Исходный текст –

Как бы то ни было, но на этом вечере у нас 'новые' наши гости были веселы и в ударе, очень интересовались обстановкой, картинами, предметами искусства и, конечно, программой, окончившейся холодным ужином. А закусить наши актеры и художники любили.
За роялью была большой мой друг Вера Васильевна Вульф, урожденная Якунчикова (сестра милейшей и талантливой, рано скончавшейся художницы). Какое это было очаровательное создание, тонкое, талантливое, поэтичное, с нежной, отзывчивой, чуткой душой! Я глубоко ценил ее и дружески любил. Столько было в ней вкуса, тонкого понимания красоты, уже не говоря о музыке, которая была содержанием ее угасающей от туберкулеза жизни. Разговор с ней всегда принимал характер задушевной откровенности, когда касался искусства, да и всегда к нему он и сводился, так как она жила звуками и красками. Она мне напоминала сорванную бледную нежную розу в вазе, на лепестках которой, еще благоухающих, заметен налет увядания. Болезнь подтачивала эту талантливую музыкантшу и художницу, сделавшую прелестные вышивки, вернее, мозаики из шелка. В этот вечер она отлично исполнила сонату Грига, играла Глюка по моей просьбе и, конечно, по своему желанию - Брамса, к которому питала некий культ. В программе ее нарочито ничего не было русского, так как 'русское' в сильной дозе имело быть преподнесенным во второй части, как некий гвоздь вечера, в виде пения еще неизвестной в то время в Москве Плевицкой (Я пишу о прошлом, а прошлое Плевицкой принадлежит искусству, поэтому, невзирая, на всю последующую трагедию, я, как о певице, не могу не упомянуть о ней добром, как нельзя не воздать должное тому же Караваджио, большому мастеру, трижды бывшему убийцей. После того, как эти строки были написаны и я перенесся в светлое прошлое, Плевицкая была замешана в ужасном преступлении ее мужа, предавшего большевикам на смерть в Париже ген. Миллера, и приговорена судом к каторжным работам как соучастница.)

Задание – Продолжите текст о вечере с выступлением Веры Вульф, начиная сразу после его последнего предложения. Список, который идет дальше, взят из другого источника.

Приложенный список –
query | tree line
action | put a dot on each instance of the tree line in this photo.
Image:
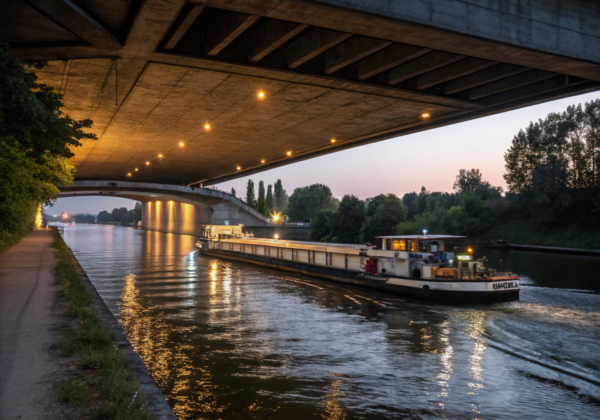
(273, 201)
(121, 216)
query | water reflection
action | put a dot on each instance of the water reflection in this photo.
(231, 340)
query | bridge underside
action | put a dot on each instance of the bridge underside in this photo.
(157, 73)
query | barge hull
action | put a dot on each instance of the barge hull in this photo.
(350, 277)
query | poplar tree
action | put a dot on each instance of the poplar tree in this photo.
(280, 197)
(269, 199)
(250, 194)
(261, 204)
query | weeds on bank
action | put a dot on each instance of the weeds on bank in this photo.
(95, 347)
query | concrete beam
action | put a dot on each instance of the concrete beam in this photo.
(184, 25)
(555, 83)
(74, 19)
(388, 58)
(429, 62)
(270, 36)
(312, 44)
(222, 32)
(509, 83)
(452, 71)
(497, 72)
(354, 49)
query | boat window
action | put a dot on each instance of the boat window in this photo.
(398, 245)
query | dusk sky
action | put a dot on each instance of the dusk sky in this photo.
(400, 165)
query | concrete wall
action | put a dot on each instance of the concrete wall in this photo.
(298, 233)
(177, 217)
(566, 27)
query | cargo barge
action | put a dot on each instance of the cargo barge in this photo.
(430, 267)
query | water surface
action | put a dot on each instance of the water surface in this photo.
(230, 340)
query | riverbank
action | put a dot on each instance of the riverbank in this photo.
(68, 349)
(519, 232)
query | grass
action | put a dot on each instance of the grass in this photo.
(116, 387)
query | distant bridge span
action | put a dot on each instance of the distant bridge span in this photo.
(172, 208)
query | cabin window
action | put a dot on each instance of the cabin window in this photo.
(398, 245)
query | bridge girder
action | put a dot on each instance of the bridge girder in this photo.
(152, 73)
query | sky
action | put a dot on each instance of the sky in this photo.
(400, 165)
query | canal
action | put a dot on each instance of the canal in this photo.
(230, 340)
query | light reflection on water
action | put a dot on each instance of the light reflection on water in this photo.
(232, 340)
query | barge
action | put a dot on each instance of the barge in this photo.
(430, 267)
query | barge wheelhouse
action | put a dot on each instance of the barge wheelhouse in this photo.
(423, 266)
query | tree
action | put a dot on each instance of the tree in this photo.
(269, 199)
(567, 141)
(350, 217)
(467, 181)
(35, 146)
(323, 226)
(306, 202)
(280, 198)
(473, 218)
(118, 215)
(261, 204)
(471, 181)
(384, 213)
(104, 217)
(250, 194)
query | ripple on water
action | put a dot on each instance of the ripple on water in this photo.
(233, 340)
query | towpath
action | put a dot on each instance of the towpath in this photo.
(29, 326)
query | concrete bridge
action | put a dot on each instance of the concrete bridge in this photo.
(209, 90)
(172, 208)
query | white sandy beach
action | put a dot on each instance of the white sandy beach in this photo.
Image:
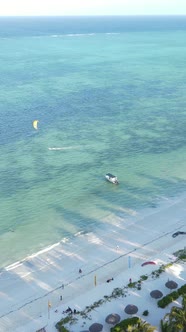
(118, 252)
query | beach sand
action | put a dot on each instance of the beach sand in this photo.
(117, 252)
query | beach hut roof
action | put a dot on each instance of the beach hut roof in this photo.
(131, 309)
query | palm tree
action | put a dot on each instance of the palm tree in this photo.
(177, 318)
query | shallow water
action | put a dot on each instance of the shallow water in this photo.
(112, 102)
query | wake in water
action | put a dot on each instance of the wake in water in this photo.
(65, 148)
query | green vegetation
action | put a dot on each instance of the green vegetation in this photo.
(175, 321)
(134, 324)
(122, 292)
(171, 297)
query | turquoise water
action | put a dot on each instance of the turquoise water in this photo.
(113, 99)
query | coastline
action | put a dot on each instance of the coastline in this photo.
(27, 286)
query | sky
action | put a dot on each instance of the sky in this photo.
(91, 7)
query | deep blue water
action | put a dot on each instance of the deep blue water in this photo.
(108, 91)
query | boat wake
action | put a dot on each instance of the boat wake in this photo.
(64, 148)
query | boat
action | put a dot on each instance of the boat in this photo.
(111, 178)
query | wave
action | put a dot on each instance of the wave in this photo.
(64, 148)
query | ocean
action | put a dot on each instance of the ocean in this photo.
(109, 95)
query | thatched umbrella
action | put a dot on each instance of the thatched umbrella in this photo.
(131, 309)
(171, 284)
(112, 319)
(156, 294)
(96, 327)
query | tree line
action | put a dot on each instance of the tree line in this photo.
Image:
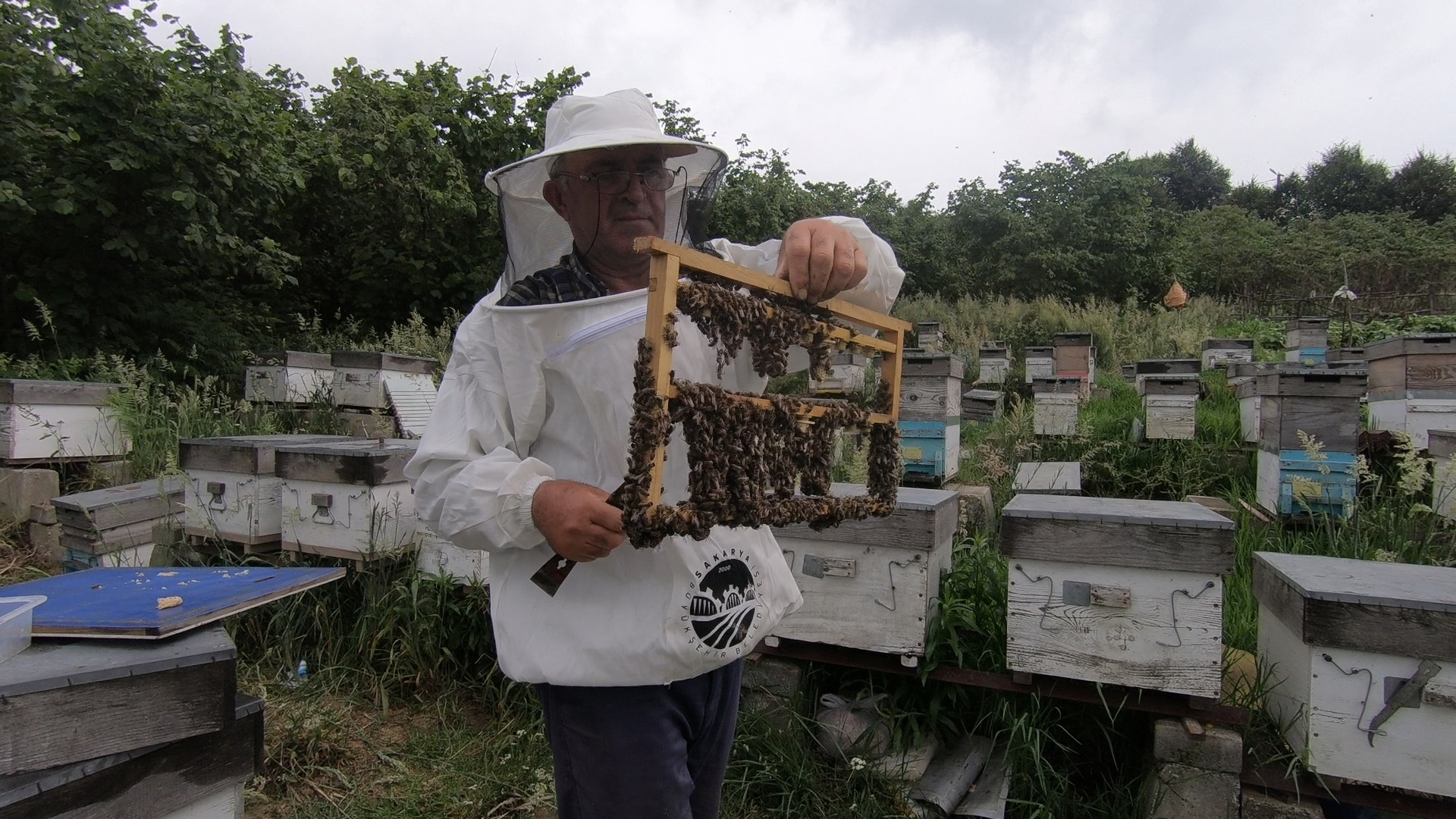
(166, 199)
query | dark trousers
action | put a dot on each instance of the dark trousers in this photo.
(642, 752)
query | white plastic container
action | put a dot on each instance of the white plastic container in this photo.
(15, 624)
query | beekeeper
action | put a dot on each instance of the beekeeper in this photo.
(638, 656)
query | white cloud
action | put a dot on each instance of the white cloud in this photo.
(930, 93)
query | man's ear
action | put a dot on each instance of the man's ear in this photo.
(551, 191)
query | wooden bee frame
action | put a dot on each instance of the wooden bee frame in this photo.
(672, 261)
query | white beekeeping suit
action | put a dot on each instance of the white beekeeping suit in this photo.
(541, 392)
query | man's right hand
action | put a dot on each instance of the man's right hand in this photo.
(577, 521)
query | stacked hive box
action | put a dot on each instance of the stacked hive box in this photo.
(289, 376)
(112, 526)
(1413, 385)
(1171, 403)
(58, 420)
(1442, 445)
(367, 384)
(1057, 403)
(930, 414)
(846, 375)
(1307, 341)
(995, 362)
(1219, 353)
(348, 499)
(1294, 479)
(1040, 363)
(234, 491)
(127, 727)
(1363, 667)
(1125, 592)
(982, 406)
(1074, 356)
(873, 583)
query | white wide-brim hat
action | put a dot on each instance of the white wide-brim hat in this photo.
(535, 235)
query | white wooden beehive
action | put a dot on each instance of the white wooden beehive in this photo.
(1040, 363)
(438, 556)
(1442, 447)
(846, 373)
(1341, 639)
(1123, 592)
(1223, 352)
(232, 491)
(873, 583)
(289, 376)
(1057, 404)
(58, 420)
(360, 375)
(348, 499)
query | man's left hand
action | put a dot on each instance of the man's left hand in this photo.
(820, 260)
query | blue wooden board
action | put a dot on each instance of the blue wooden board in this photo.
(123, 602)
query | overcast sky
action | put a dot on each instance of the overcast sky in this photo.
(935, 91)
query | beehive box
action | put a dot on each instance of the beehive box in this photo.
(1040, 363)
(982, 406)
(1049, 479)
(1307, 340)
(846, 375)
(289, 376)
(995, 362)
(1223, 352)
(1443, 472)
(1123, 592)
(359, 376)
(58, 420)
(1074, 356)
(1171, 404)
(1347, 643)
(232, 490)
(930, 414)
(873, 583)
(348, 499)
(438, 556)
(1321, 403)
(1057, 404)
(1413, 384)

Ответ –
У нас на этом вечере был ее дебют в Москве, да и вообще дебют в обществе, что она с благодарностью вспоминала всегда впоследствии, когда стала любимицей русской публики, прославленной и награжденной брошью с брилилантовым орлом государем, ее очень ценившим и приглашавшим во дворец. С тех пор она и в Петербурге стала знаменитостью; концерты с Плевицкой были в моде и зал был переполнен обычно до отказа. Столь далекий от народа и народной самобытной жизни, Петербург любил подчас вызывать в себе чувство умиления от русской песни так же, как и повесить у себя в светской гостиной кустарную вышивку тамбовской бабы.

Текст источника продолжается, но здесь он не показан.